═════ VORGEGEBENER TEXT
Die Anklage lautete stereotyp: Mitgliedschaft in einer mafiagleichen Vereinigung, Erpressung und häufig auch Mord. Allein in der Region Kampanien schreibt die Statistik der Camorra seit 1980 rund 1000 Morde zu.

Die Verhaftungswelle vom Juni dieses Jahres, die einen empfindlichen Schlag gegen das organisierte Verbrechertum um Neapel bedeutet, enthüllte aber nicht nur einzelne Verbrechen und enttarnte „ehrbare" Bürger, sondern sie legt zum ersten Mal den Blick frei auf Strukturen, Geschäftspraktiken und Verbindungen der „Nuo-va Camorra Organizzata" von Rafaele Cutolo:

In den zwanziger und dreißiger Jahren setzte sich die Camorra aus kleinen, autonom operierenden Banden zusammen, die jede für sich, innerhalb eines klar abgegrenzten Territoriums vor allem die Kleinkriminalität zu monopolisieren suchten. Die Aktivitäten waren noch bescheiden, Geschäftsbeziehungen oder blutige Rivalitäten zwischen den einzelnen Gruppen und Familien existierten kaum.

Dies änderte sich mit dem ökonomischen Strukturwandel und der Urbanisierung Süditaliens nach dem Kriege. Zigarettenschmuggel und vor allem die von der öffentlichen Hand finanzierten Bauvorhaben und ehrgeizige Projekte zur Industrialisierung des Mezzogiorno wurden zu den klassischen Operationsfeldern der verbrecherischen Aktivitäten der Camorra.

In den Siebziger jähren stiegen die größten „Familien" der Camorra zu Bauunternehmern und Textilfabrikanten auf, investierten in der Tourismus- und Immobilienbranche, wurden in der Fisch- und Konservenindustrie tätig. Der Kreis zwischen legalen Wirtschaftsaktivitäten und organisiertem Verbrechen schloß sich auf verhängnisvolle Weise.

Gelder, die aus Erpressungen, Prostitution und Drogenhandel kamen, wurden in legale Unternehmungen investiert; „schmutzige" Gelder wurden auf diese Weise gewaschen und dann in normale Wirtschaftsabläufe eingeschleust

Ermöglicht wurde die Expansion der Camorra auch durch ihre enge Verbindung zu verantwortlichen Lokalpolitikern. Zwar existierten nie permanente Beziehungen zwischen der Camorra und einer bestimmten Partei, dafür aber umso intensivere Kontakte zwischen einzelnen Politikern und den Oberhäuptern der „Familien;

In dieser Art von symbiotischer Klientelbeziehung verschafften die Politiker dem organisierten Verbrechen öffentliche Aufträge und blockierten häufig Untersuchungen gegen beschuldigte „Camorristi"; diese wiederum fungierten als Vermittler zwischen Politikern und Wählerschaft, um erfolgreich die Stimmabgabe für bestimmte Politiker zu organisieren.
══════════
═════ EINTRÄGE IM DATENSATZ
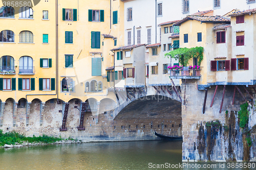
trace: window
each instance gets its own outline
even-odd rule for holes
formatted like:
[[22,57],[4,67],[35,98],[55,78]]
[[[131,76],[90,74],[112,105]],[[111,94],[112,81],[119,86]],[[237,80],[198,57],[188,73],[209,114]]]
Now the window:
[[140,30],[137,31],[137,44],[140,44]]
[[220,0],[214,0],[214,7],[220,7],[221,6]]
[[225,70],[225,61],[218,61],[218,70]]
[[101,76],[101,58],[92,58],[92,76]]
[[162,3],[157,5],[158,7],[158,15],[162,15]]
[[132,32],[128,31],[127,35],[127,45],[131,45],[132,44]]
[[152,75],[158,75],[158,65],[153,66]]
[[113,24],[117,24],[118,22],[117,11],[113,12]]
[[164,27],[164,34],[168,33],[168,27]]
[[226,35],[225,31],[219,31],[217,32],[217,43],[226,42]]
[[73,31],[65,31],[65,43],[73,43]]
[[73,55],[65,55],[65,67],[73,67]]
[[4,90],[11,90],[11,79],[3,79]]
[[197,33],[197,42],[202,41],[202,33]]
[[23,56],[19,58],[19,73],[33,74],[33,59],[29,56]]
[[33,18],[33,10],[30,7],[23,7],[19,10],[19,18]]
[[165,52],[166,51],[166,44],[163,44],[163,51]]
[[157,48],[152,48],[152,56],[157,55]]
[[188,34],[184,34],[184,43],[188,42]]
[[163,64],[163,74],[168,74],[168,64]]
[[14,33],[10,30],[1,31],[0,42],[14,42]]
[[42,43],[48,43],[48,34],[42,34]]
[[33,43],[33,33],[29,31],[23,31],[19,33],[19,42]]
[[172,51],[172,44],[168,44],[168,51]]
[[48,11],[42,11],[42,19],[48,19]]
[[236,18],[237,23],[244,23],[244,15],[238,16]]
[[151,29],[147,29],[147,44],[151,44]]
[[91,48],[100,48],[100,32],[91,32]]
[[30,79],[22,79],[23,90],[29,90],[30,89]]
[[189,1],[188,0],[183,0],[183,13],[186,13],[189,12]]
[[170,27],[170,33],[173,32],[173,26]]
[[0,8],[0,17],[14,18],[14,9],[12,7],[2,7]]
[[133,20],[133,8],[127,9],[127,20],[128,21]]
[[237,36],[237,46],[244,45],[244,35]]

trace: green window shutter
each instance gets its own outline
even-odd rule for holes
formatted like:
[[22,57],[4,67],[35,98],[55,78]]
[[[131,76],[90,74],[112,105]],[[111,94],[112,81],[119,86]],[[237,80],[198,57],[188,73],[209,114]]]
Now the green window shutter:
[[42,42],[48,43],[48,34],[42,34]]
[[116,59],[117,60],[120,60],[120,52],[119,52],[116,53]]
[[4,79],[3,78],[0,78],[0,90],[3,90],[4,89],[3,84]]
[[16,90],[16,78],[12,78],[12,90]]
[[88,21],[91,22],[93,21],[93,10],[88,10]]
[[62,8],[62,20],[66,20],[66,9]]
[[40,67],[42,67],[42,58],[40,59]]
[[92,58],[92,76],[97,76],[97,58]]
[[115,80],[118,80],[118,72],[115,71]]
[[106,72],[106,81],[108,82],[110,81],[110,71]]
[[18,89],[22,90],[22,78],[18,78]]
[[91,47],[92,48],[96,48],[96,32],[91,32]]
[[31,78],[30,81],[30,90],[35,90],[35,78]]
[[48,59],[48,67],[51,68],[52,67],[52,59],[49,58]]
[[55,90],[55,79],[51,78],[51,90]]
[[[32,81],[31,81],[32,82]],[[32,84],[32,83],[31,83]],[[42,79],[39,78],[39,90],[42,90]]]
[[101,58],[97,58],[97,76],[101,76]]
[[123,59],[123,52],[120,52],[120,59]]
[[100,22],[104,22],[104,10],[100,10]]
[[73,20],[74,21],[77,20],[77,10],[76,9],[73,9]]

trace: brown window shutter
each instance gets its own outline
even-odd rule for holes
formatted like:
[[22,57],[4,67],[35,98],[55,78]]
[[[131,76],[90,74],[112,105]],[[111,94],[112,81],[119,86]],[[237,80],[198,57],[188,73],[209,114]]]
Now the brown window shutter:
[[249,58],[244,58],[244,70],[248,70],[249,69]]
[[237,70],[237,59],[231,58],[231,70]]
[[126,68],[123,68],[123,78],[126,78]]
[[210,70],[217,71],[217,61],[211,60],[210,61]]
[[230,70],[230,60],[225,61],[225,70],[226,71]]

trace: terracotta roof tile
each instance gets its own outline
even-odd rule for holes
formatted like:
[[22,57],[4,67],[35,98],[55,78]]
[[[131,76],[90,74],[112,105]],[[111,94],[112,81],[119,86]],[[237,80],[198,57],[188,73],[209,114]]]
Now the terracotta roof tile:
[[112,51],[116,51],[116,50],[131,50],[134,48],[137,48],[140,47],[141,46],[145,45],[145,44],[137,44],[137,45],[127,45],[127,46],[120,46],[117,48],[113,48],[111,50]]
[[248,14],[251,13],[254,13],[256,12],[256,8],[252,9],[250,10],[243,10],[243,11],[238,11],[237,12],[233,12],[229,16],[238,16],[238,15],[242,15],[244,14]]
[[154,47],[154,46],[161,46],[161,43],[157,43],[155,44],[148,44],[146,46],[146,47]]
[[173,20],[173,21],[168,21],[168,22],[161,23],[160,23],[160,24],[158,25],[158,26],[163,26],[163,25],[166,25],[167,24],[170,24],[170,23],[175,23],[175,22],[177,22],[178,21],[179,21],[180,20]]

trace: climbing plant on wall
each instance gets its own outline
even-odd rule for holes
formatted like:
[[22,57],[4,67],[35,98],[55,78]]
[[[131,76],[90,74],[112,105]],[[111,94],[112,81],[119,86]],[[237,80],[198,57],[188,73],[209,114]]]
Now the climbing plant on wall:
[[178,60],[179,62],[181,65],[185,66],[187,65],[190,59],[194,57],[197,58],[199,59],[198,65],[200,65],[203,59],[203,52],[204,48],[202,46],[197,46],[190,48],[179,48],[172,51],[164,55],[168,58],[170,57]]

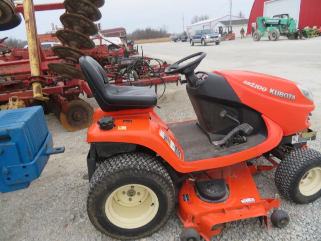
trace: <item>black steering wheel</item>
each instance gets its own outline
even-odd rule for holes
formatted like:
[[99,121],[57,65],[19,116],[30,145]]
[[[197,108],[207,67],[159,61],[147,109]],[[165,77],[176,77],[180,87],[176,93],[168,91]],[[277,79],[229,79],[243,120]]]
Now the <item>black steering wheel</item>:
[[[180,64],[186,61],[190,58],[199,56],[198,58],[193,61],[185,64],[181,66],[179,66]],[[175,62],[172,65],[168,67],[164,70],[164,72],[167,75],[172,74],[180,74],[182,75],[186,75],[194,71],[194,70],[198,66],[203,58],[206,56],[206,53],[204,52],[200,52],[192,54],[184,58],[182,58],[177,62]]]

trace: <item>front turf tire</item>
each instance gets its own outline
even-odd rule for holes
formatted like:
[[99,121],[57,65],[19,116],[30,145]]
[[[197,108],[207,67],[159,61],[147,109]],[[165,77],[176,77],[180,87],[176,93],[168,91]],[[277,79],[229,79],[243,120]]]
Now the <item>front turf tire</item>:
[[[146,195],[140,191],[142,188]],[[135,239],[164,226],[175,204],[173,183],[164,166],[155,157],[130,152],[108,157],[95,171],[87,210],[93,226],[103,234],[117,239]],[[135,213],[140,215],[131,215]]]
[[308,203],[321,197],[321,153],[309,148],[291,152],[281,162],[274,177],[276,187],[297,203]]

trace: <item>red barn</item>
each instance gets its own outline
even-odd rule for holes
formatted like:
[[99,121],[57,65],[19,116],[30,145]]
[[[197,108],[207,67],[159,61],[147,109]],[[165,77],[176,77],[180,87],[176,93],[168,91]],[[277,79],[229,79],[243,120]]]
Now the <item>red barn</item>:
[[251,25],[256,29],[256,18],[271,17],[289,13],[298,20],[297,27],[321,25],[320,0],[255,0],[247,26],[247,33],[251,33]]

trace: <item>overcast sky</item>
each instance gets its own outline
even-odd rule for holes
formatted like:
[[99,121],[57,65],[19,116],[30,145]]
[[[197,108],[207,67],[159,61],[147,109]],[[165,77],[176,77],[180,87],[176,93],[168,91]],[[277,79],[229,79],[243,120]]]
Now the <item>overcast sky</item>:
[[[59,0],[34,0],[35,4],[57,2]],[[240,10],[248,18],[254,0],[232,0],[232,14],[237,15]],[[170,32],[183,31],[182,15],[184,13],[186,27],[195,15],[207,14],[210,18],[229,14],[230,0],[105,0],[100,9],[102,17],[97,22],[103,29],[120,27],[130,33],[137,28],[150,26],[154,28],[165,24]],[[59,17],[63,10],[37,12],[36,18],[39,34],[51,30],[51,23],[61,27]],[[1,32],[0,38],[12,37],[26,39],[25,27],[22,23],[18,27]]]

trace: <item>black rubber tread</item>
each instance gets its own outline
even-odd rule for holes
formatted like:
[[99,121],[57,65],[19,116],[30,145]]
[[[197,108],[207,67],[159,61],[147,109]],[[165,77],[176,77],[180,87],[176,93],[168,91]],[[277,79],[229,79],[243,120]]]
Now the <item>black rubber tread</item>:
[[0,24],[4,24],[13,17],[15,8],[12,0],[2,0],[0,2]]
[[[257,38],[255,38],[255,36],[256,34],[257,35]],[[258,30],[256,30],[253,33],[253,37],[252,38],[253,38],[253,40],[254,41],[259,41],[261,39],[261,32]]]
[[280,228],[286,227],[290,221],[289,214],[280,209],[273,212],[270,219],[274,226]]
[[19,13],[16,13],[12,18],[5,23],[0,24],[0,31],[8,30],[19,26],[22,21]]
[[[272,34],[274,32],[275,33],[275,37],[273,38],[272,36]],[[271,31],[270,32],[270,40],[272,41],[276,41],[279,40],[279,38],[280,37],[280,31],[277,29],[274,29]]]
[[321,153],[309,148],[291,152],[281,162],[274,176],[275,185],[288,199],[303,204],[321,196],[321,190],[311,196],[302,195],[299,191],[299,182],[303,175],[314,166],[321,166]]
[[[94,206],[94,200],[106,186],[115,180],[131,174],[150,177],[150,180],[157,181],[165,190],[168,200],[168,209],[162,221],[149,231],[136,236],[115,235],[104,229],[99,223],[91,207]],[[145,237],[156,232],[165,225],[173,213],[175,205],[175,194],[172,180],[164,165],[154,156],[146,153],[130,152],[117,154],[108,158],[95,171],[90,181],[87,201],[87,210],[89,219],[93,226],[102,234],[123,240],[132,240]]]

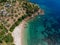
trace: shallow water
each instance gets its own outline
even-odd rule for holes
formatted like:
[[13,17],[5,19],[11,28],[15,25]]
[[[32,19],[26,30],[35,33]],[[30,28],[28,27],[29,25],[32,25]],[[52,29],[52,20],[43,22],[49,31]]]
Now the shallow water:
[[28,22],[28,45],[60,45],[60,0],[30,0],[45,11]]

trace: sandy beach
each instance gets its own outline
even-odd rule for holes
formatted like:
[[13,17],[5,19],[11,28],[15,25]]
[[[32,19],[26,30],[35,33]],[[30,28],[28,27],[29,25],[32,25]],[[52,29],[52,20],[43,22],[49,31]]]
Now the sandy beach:
[[12,36],[14,38],[14,44],[15,45],[26,45],[27,42],[24,42],[24,29],[25,25],[27,24],[27,20],[29,17],[24,19],[18,26],[15,27],[14,31],[12,32]]

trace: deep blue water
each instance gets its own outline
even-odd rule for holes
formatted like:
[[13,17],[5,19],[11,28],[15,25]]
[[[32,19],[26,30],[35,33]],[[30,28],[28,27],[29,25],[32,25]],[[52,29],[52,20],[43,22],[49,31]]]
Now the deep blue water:
[[45,11],[28,23],[28,45],[60,45],[60,0],[30,0]]

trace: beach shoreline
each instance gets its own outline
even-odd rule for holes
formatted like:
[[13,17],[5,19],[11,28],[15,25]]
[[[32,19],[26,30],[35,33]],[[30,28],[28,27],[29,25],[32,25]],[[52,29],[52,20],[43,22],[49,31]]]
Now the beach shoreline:
[[22,20],[22,22],[15,27],[14,31],[12,32],[12,36],[13,36],[13,39],[14,39],[14,44],[15,45],[27,45],[27,40],[25,40],[26,38],[24,37],[25,36],[25,26],[27,24],[27,22],[34,18],[35,16],[37,16],[38,14],[42,14],[44,15],[44,12],[41,10],[38,10],[38,12],[32,14],[31,17],[26,17],[24,20]]
[[14,39],[15,45],[26,45],[27,42],[24,42],[24,32],[25,32],[25,26],[27,24],[27,20],[29,20],[30,17],[25,18],[18,26],[15,27],[14,31],[12,32],[12,36]]

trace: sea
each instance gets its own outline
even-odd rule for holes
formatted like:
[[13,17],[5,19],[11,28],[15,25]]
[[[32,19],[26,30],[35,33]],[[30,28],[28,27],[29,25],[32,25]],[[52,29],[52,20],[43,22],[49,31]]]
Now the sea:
══════════
- _AUFGABEN_
A: Wie viele Morde schreibt die Statistik in der Region Kampanien seit 1980 laut dem Text über die Camorra dieser Organisation zu?
B: Schreibe die Fortsetzung des Textes über die Camorra im Anschluss an seinen letzten Satz.
Die Einträge braucht man zum Lösen der Aufgaben nicht.

- _ANTWORTEN JE AUFGABE_
A: Rund 1000 Morde.

B:
Kontakte zwischen dem schwarzen, neofaschistischen Terrorismus und der Camorra wurden in Neapel als offenes Geheimnis gehandelt. Bisweilen wurde bei Verhaftungen von neofaschistischen Terroristen auch deren Mitgliedschaft in der Camorra bekannt. Es enthüllte sich die Personalunion von schwarzem Terror und organisiertem Verbrechen.

Als noch spektakulärer erwies sich jedoch die Verbindung von Camorra und der neapolitanischen Kolonne der Roten Brigaden. Inspiriert von der wahnwitzigen Idee, über die Camorra besseren Zugang zu den Ausgegrenzten, den Marginalisierten und Verelendeten des Systems zu finden, versuchten die Brigadisten, ihrem Traum eines breiten, bewaffneten „Volksaufstandes" gegen das „Unterdrückersystem" näherzukommen. Der Plan versandete in seiner eigenen Absurdität. So begnügte man sich mit ideologisch Profanerem — nämlich Geld.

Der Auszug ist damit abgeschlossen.